**READING PASSAGE**
⁂

By: Riya Rawat, CSE, Chandigarh College of Engineering and Technology, Sector 26, Panjab University, Chandigarh, Email: co24353@ccet.ac.in

Abstract

It is evolving rapidly to reach a stage where there is nothing left to differentiate between the physical infrastructures and security of information systems. In this paper, we will try to analyze how we can use AI in formulating security architecture for the smart mobility framework which comprises self-driving cars, Vehicle-to-X systems, and traffic control. The rationale behind this approach is that the traditional defense mechanisms used earlier are entirely obsolete in the current scenario, and the only option available is to make use of AI-based frameworks.

Keywords: Intelligent Transportation Systems, AI Security, V2X Communication, Anomaly Detection, Autonomous Vehicles, Cyber-Physical Systems

Introduction

Current forms of transportation no longer remain solely mechanical in nature; they are now highly computerized and inter-networked. One autonomous vehicle alone could produce over four terabytes of data from its sensors every day, whereas a typical city traffic control center would manage thousands of such sensors simultaneously [2]. The old cybersecurity measures used to be built on the assumption that all cyber threats would come from nearby locations, yet today, when there is connectivity within mobility, the threats include the diagnostic ports on the automobiles to fleet management servers hosted in the cloud environment. A faulty traffic signal today is not only a violation of data security; it poses public safety challenges. Once a remote hack of the braking system of an automobile via wireless signaling was successfully carried out in 2022, the seriousness of the matter was made clear [3].

This need stems from the reality that smart infrastructure installations have never happened more quickly than now. With every additional node added to the network, the danger becomes higher, particularly from any skilled opponent. That is self-evident, and we must realize that security systems for the transportation infrastructure of the future can never be implemented using techniques of old. There is simply no other way around the issue except by means of artificial intelligence [1].

Threat Landscape

The potential entry points for a modern ITS include in-car network systems (CAN bus, Ethernet), RSU hardware, cloud-based computing infrastructure employed in fleet management, and wireless communication protocols (DSRC, C-V2X, and 5G NR). One of the most straightforward yet catastrophic attack methods entails GPS spoofing: GPS spoofing incidents have already shown that, even at the nation-state level, organizations would launch extensive attacks against geolocation services, and land transportation falls into the same category of vulnerabilities [4, 5]. For example, if there is an autonomous car without any manual intervention, sending incorrect GPS coordinates to the system can be regarded as a critical design flaw.

One such potential approach would be to inject fake information through V2X communication. A CAM could lead to unnecessary emergency braking by several vehicles in a platoon formation, create imaginary obstacles, and interfere with timing at intersections, and there is no means to verify the legitimacy of the message using the old technology systems [3]. The use of IoT technology in the transportation system has made it difficult to implement any policy due to compatibility issues with different generations of technology [11]. Lastly, connected VANET networks are more susceptible to special DDoS attacks unlike those faced in normal networks [9].

⁂

Point-per-instance localization records
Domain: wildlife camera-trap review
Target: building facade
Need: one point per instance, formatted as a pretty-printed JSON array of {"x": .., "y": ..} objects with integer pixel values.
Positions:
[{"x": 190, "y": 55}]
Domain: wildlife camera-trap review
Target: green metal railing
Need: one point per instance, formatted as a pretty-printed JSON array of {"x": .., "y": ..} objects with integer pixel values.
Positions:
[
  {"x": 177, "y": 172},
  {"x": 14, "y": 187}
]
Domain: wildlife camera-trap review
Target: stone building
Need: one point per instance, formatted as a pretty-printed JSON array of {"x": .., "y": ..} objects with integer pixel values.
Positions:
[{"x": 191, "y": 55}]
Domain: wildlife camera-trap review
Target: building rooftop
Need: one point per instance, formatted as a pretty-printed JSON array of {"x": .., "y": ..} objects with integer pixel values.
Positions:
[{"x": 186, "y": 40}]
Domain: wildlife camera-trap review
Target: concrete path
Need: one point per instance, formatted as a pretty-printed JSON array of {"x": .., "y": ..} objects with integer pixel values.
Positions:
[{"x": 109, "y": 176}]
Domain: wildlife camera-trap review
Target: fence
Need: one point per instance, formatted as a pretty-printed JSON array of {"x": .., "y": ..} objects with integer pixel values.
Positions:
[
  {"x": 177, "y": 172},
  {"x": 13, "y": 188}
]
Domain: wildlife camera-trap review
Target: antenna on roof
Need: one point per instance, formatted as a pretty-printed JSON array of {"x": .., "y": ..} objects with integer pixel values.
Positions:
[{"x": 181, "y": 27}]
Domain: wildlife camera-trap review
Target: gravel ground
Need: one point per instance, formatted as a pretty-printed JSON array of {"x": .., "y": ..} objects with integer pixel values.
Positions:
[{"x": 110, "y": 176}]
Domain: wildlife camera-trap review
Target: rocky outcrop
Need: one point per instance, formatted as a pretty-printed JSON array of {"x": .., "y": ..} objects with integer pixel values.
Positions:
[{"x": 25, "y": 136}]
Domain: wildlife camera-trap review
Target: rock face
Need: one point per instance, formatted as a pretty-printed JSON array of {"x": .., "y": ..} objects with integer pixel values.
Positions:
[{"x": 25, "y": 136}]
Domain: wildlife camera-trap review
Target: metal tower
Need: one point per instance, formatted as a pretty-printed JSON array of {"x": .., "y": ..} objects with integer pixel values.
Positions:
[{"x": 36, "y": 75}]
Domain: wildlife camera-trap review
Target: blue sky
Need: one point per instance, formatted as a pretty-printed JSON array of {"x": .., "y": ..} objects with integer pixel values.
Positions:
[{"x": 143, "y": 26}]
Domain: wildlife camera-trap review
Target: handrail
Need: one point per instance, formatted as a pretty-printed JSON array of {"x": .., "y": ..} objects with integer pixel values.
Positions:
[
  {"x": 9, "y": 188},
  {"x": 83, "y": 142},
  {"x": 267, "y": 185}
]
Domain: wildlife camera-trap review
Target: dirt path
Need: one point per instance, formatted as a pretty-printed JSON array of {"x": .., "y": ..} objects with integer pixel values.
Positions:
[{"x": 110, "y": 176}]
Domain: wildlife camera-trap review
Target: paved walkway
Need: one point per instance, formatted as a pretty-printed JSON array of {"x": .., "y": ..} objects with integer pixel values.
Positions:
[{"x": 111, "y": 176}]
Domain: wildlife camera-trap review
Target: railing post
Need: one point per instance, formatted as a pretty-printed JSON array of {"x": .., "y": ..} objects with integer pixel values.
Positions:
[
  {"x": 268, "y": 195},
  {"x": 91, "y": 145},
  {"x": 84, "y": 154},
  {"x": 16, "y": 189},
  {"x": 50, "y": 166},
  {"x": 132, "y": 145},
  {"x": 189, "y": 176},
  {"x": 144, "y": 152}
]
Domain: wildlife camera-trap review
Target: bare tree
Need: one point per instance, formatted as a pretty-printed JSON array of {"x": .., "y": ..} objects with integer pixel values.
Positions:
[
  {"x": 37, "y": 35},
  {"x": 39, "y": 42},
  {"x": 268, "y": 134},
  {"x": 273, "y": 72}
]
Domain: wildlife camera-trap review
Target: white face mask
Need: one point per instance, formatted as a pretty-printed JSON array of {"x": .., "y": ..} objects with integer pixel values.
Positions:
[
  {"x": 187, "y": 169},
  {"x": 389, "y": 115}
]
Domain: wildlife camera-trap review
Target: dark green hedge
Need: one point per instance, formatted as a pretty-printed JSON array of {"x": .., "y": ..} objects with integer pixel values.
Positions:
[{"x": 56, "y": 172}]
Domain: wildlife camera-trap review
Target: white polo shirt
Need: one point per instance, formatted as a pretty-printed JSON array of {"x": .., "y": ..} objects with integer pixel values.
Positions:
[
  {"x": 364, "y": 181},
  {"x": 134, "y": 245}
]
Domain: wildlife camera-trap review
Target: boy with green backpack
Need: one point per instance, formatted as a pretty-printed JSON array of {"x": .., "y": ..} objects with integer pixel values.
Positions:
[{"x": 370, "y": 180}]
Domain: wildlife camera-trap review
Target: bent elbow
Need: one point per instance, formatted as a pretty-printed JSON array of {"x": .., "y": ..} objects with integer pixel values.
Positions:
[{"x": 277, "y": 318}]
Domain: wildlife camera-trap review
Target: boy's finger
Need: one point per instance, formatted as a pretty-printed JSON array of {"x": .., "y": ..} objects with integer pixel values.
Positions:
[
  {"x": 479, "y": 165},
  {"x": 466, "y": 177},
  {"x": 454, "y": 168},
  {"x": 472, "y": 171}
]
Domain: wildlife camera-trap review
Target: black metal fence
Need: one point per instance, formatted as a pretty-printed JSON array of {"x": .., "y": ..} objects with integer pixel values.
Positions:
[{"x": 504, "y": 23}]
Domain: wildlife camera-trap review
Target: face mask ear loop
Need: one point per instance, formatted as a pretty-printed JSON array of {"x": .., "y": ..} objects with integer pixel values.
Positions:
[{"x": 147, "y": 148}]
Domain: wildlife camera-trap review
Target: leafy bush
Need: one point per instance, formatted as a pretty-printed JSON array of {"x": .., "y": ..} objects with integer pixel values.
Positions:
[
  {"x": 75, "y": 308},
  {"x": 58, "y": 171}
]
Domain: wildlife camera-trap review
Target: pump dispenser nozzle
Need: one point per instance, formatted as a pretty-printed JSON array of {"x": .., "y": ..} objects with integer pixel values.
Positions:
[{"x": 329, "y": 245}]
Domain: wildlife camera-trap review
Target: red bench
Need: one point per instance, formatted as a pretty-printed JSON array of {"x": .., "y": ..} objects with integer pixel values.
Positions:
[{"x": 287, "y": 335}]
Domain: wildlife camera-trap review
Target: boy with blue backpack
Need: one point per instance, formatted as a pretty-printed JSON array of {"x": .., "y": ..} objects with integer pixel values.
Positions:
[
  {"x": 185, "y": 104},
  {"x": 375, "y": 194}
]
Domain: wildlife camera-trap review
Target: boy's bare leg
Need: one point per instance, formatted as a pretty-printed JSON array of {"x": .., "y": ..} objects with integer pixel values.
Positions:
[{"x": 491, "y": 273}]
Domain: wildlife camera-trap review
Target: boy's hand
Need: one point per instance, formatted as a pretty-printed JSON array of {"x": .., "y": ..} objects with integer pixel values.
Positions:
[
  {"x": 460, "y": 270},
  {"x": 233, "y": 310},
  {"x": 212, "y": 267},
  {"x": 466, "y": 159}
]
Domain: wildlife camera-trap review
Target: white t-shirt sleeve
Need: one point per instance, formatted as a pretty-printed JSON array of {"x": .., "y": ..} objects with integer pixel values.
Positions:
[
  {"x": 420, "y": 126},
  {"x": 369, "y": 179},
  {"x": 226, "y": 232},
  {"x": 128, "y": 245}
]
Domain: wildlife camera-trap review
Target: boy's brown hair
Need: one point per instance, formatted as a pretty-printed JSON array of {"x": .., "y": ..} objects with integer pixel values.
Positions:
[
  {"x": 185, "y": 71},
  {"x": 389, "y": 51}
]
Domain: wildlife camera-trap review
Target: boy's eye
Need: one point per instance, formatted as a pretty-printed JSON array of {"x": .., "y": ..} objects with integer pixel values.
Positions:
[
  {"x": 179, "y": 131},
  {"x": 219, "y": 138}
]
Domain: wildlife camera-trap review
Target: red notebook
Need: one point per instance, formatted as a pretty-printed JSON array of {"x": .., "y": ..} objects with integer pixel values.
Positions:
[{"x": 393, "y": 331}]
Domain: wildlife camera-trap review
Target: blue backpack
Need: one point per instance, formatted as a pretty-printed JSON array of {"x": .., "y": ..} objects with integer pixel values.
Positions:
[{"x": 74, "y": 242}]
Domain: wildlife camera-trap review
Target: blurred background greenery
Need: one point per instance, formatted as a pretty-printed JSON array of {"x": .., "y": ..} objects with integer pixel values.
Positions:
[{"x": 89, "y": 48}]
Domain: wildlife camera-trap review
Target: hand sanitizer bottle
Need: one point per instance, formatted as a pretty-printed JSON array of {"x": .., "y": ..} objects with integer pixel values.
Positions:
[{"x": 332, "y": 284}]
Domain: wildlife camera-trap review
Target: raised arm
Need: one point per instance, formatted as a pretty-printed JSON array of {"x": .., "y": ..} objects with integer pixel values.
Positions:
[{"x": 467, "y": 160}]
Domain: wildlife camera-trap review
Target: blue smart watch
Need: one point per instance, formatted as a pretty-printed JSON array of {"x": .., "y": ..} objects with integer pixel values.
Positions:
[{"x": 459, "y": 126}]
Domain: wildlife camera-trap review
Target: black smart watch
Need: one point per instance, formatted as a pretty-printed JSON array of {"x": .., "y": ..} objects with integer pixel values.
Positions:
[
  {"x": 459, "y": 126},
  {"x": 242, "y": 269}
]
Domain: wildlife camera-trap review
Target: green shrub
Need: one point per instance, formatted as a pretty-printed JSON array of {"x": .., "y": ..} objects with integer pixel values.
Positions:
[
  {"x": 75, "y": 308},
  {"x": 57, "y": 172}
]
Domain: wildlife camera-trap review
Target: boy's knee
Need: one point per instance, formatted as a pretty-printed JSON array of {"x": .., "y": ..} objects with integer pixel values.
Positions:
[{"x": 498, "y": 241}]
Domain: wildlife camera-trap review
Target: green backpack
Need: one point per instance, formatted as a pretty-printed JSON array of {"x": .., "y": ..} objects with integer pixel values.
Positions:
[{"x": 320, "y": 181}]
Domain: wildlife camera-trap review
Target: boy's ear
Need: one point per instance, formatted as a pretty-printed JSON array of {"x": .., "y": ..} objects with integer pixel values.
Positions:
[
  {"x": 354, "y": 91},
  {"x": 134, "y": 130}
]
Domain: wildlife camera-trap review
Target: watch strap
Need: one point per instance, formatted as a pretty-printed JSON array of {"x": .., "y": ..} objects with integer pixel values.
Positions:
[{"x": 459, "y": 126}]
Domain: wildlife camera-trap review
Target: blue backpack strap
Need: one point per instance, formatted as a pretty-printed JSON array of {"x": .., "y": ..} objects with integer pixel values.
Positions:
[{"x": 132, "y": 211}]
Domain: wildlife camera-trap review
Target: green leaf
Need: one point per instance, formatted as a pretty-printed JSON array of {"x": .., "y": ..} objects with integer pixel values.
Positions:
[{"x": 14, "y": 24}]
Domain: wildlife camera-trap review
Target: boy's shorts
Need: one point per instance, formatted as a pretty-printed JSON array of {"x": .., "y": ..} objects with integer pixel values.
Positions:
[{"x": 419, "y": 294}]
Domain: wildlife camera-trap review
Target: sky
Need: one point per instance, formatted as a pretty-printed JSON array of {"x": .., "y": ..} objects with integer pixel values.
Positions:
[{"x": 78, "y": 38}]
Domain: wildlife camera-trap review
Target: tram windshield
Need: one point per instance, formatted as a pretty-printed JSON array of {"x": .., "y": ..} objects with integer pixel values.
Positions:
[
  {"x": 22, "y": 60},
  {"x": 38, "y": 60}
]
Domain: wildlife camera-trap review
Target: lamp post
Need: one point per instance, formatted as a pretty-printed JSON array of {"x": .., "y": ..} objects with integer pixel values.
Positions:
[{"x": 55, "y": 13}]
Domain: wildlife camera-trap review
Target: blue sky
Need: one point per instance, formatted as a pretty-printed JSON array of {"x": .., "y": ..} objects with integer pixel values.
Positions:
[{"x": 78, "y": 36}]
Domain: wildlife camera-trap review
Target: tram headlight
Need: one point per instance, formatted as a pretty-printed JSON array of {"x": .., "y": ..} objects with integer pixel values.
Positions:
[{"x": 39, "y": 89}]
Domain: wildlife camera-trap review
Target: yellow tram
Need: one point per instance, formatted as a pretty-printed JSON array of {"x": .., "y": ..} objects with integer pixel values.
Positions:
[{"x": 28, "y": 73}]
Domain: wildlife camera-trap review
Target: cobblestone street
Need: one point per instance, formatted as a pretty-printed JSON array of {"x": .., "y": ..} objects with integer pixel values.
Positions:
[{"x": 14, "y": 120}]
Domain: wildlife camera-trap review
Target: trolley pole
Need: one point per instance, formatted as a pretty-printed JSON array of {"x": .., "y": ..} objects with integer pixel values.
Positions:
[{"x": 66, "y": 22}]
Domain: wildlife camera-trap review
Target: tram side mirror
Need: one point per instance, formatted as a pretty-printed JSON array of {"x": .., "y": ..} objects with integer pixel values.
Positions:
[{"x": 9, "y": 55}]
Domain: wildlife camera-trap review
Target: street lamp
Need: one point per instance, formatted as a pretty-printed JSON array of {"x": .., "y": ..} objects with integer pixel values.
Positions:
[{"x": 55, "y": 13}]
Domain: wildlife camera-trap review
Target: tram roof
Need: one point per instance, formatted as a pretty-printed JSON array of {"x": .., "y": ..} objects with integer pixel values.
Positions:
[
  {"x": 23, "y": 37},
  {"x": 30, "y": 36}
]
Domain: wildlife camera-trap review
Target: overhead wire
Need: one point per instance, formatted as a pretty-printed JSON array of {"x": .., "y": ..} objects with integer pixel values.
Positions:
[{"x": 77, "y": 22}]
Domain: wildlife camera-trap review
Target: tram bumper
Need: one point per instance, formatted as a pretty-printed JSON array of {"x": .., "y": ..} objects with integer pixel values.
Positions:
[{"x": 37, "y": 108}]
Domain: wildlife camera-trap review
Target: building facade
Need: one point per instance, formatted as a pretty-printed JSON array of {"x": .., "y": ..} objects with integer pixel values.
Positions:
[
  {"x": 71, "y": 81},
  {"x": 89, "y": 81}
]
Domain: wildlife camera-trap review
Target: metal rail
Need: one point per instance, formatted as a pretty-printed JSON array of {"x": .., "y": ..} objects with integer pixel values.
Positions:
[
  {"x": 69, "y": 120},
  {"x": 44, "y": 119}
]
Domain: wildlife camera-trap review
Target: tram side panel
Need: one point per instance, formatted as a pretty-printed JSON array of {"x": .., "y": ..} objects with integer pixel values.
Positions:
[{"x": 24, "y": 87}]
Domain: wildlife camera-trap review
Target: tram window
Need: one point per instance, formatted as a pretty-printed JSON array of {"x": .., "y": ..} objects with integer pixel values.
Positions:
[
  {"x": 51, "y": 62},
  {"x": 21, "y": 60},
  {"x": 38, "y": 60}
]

⁂

**WORK REQUEST A**
According to the paper on AI-based transportation security, how much sensor data could one autonomous vehicle produce every day?
**WORK REQUEST B**
Echo the part of the paper on AI-based transportation security starting at "One such potential" and ending at "normal networks [9].".

**WORKED SOLUTION A**
Over four terabytes.

**WORKED SOLUTION B**
One such potential approach would be to inject fake information through V2X communication. A CAM could lead to unnecessary emergency braking by several vehicles in a platoon formation, create imaginary obstacles, and interfere with timing at intersections, and there is no means to verify the legitimacy of the message using the old technology systems [3]. The use of IoT technology in the transportation system has made it difficult to implement any policy due to compatibility issues with different generations of technology [11]. Lastly, connected VANET networks are more susceptible to special DDoS attacks unlike those faced in normal networks [9].